Data records
================================

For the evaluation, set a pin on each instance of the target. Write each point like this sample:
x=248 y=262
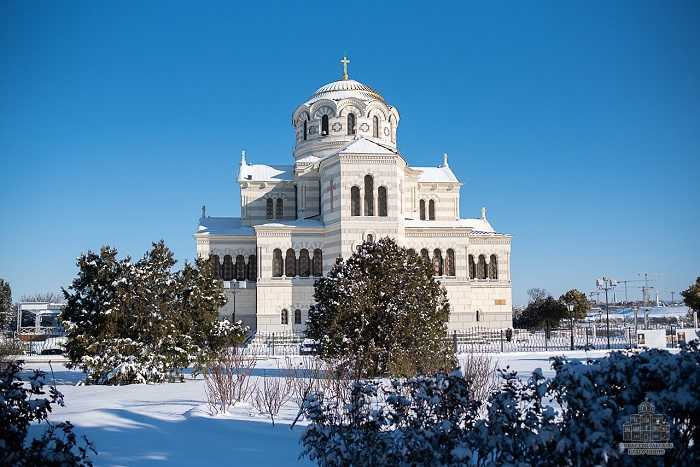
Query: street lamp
x=606 y=284
x=570 y=307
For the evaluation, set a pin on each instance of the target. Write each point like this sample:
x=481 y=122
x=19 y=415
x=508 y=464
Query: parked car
x=308 y=347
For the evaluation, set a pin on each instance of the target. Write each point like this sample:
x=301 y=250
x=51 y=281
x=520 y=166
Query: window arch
x=318 y=263
x=304 y=263
x=277 y=263
x=369 y=195
x=355 y=201
x=493 y=267
x=290 y=264
x=450 y=263
x=279 y=208
x=270 y=208
x=215 y=265
x=437 y=262
x=382 y=201
x=351 y=124
x=252 y=268
x=424 y=254
x=240 y=268
x=228 y=268
x=481 y=267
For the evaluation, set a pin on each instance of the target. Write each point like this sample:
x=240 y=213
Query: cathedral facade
x=348 y=183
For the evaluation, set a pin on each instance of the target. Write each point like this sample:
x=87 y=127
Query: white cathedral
x=348 y=184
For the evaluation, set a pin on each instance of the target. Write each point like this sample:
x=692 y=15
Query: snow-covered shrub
x=142 y=322
x=227 y=380
x=19 y=407
x=382 y=312
x=576 y=418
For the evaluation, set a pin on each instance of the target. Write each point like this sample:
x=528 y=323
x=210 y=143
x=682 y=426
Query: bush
x=19 y=407
x=576 y=418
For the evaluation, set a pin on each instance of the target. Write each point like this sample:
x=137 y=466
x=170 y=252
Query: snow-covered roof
x=477 y=225
x=365 y=146
x=223 y=226
x=265 y=173
x=436 y=174
x=313 y=222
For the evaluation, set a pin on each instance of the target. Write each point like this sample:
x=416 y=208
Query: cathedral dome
x=345 y=89
x=340 y=112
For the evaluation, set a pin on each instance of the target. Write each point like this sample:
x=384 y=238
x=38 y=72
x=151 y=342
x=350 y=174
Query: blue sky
x=576 y=123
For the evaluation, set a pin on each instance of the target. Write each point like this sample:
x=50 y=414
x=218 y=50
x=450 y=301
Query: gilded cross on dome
x=345 y=63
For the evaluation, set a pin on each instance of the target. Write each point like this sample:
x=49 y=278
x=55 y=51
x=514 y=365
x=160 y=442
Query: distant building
x=39 y=319
x=349 y=183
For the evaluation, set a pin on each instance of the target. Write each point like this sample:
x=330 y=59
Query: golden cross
x=345 y=62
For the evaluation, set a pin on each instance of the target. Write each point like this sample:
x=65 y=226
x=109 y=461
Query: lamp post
x=570 y=307
x=606 y=284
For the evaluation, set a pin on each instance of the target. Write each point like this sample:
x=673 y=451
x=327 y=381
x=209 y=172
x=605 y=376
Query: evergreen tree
x=691 y=296
x=135 y=322
x=381 y=312
x=5 y=304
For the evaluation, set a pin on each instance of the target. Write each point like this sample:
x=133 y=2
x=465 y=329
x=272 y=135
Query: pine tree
x=381 y=312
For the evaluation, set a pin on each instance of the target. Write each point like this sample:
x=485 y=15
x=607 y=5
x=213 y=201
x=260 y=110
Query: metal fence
x=586 y=337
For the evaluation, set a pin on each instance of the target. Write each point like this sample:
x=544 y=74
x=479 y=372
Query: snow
x=140 y=424
x=435 y=174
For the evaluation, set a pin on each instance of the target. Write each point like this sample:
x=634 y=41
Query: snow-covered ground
x=169 y=424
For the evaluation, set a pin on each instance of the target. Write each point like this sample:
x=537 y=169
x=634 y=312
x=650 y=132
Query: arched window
x=369 y=195
x=355 y=201
x=215 y=265
x=450 y=263
x=481 y=267
x=437 y=262
x=304 y=263
x=277 y=263
x=318 y=263
x=493 y=267
x=351 y=124
x=381 y=198
x=425 y=255
x=472 y=267
x=279 y=208
x=228 y=268
x=240 y=268
x=270 y=208
x=290 y=264
x=252 y=268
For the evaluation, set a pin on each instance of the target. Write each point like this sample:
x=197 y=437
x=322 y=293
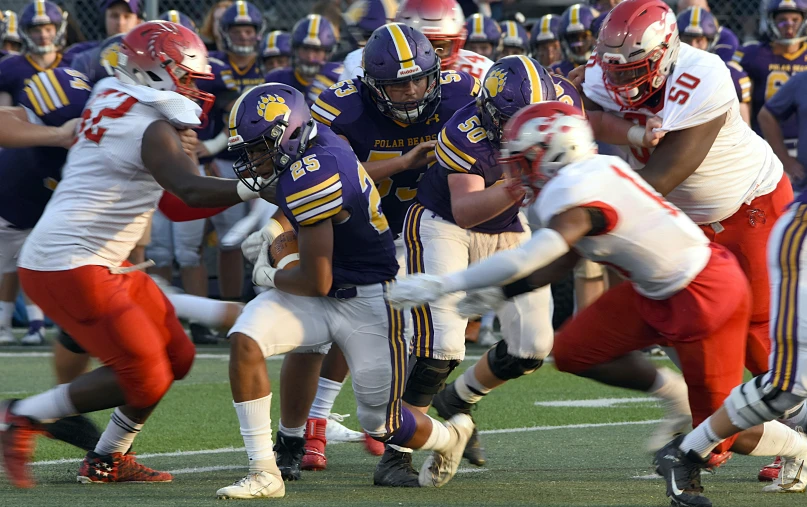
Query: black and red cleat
x=117 y=467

================================

* What the exercise asks:
Reproduce everything from the beginning of the items down to the line containing "x=348 y=183", both ends included, with requests kept unchanged but every coordinate in the answers multiplied by 1.35 and rounded to the nearest whole number, halves rounded up. Omit the pictures from your output.

* Final result:
For the evaluation, set a pin on each instance of the target. Write each point like this sample:
x=248 y=262
Query: street lamp
x=818 y=383
x=770 y=414
For the evaluation, set a pin on each instance of the target. Write each point like this sample:
x=481 y=122
x=19 y=415
x=508 y=464
Query: parked car
x=416 y=468
For the evaluation, set a pin on each instance of the target. Write each point like this sample:
x=301 y=250
x=51 y=281
x=520 y=166
Query: window arch
x=429 y=355
x=410 y=355
x=374 y=355
x=498 y=263
x=479 y=271
x=666 y=360
x=392 y=356
x=608 y=355
x=377 y=281
x=365 y=281
x=290 y=358
x=590 y=354
x=516 y=271
x=474 y=167
x=340 y=362
x=572 y=343
x=324 y=362
x=308 y=362
x=649 y=360
For the evaluation, set a pin on each instance of the target. Write each point like this sample:
x=240 y=213
Query: cathedral facade
x=470 y=247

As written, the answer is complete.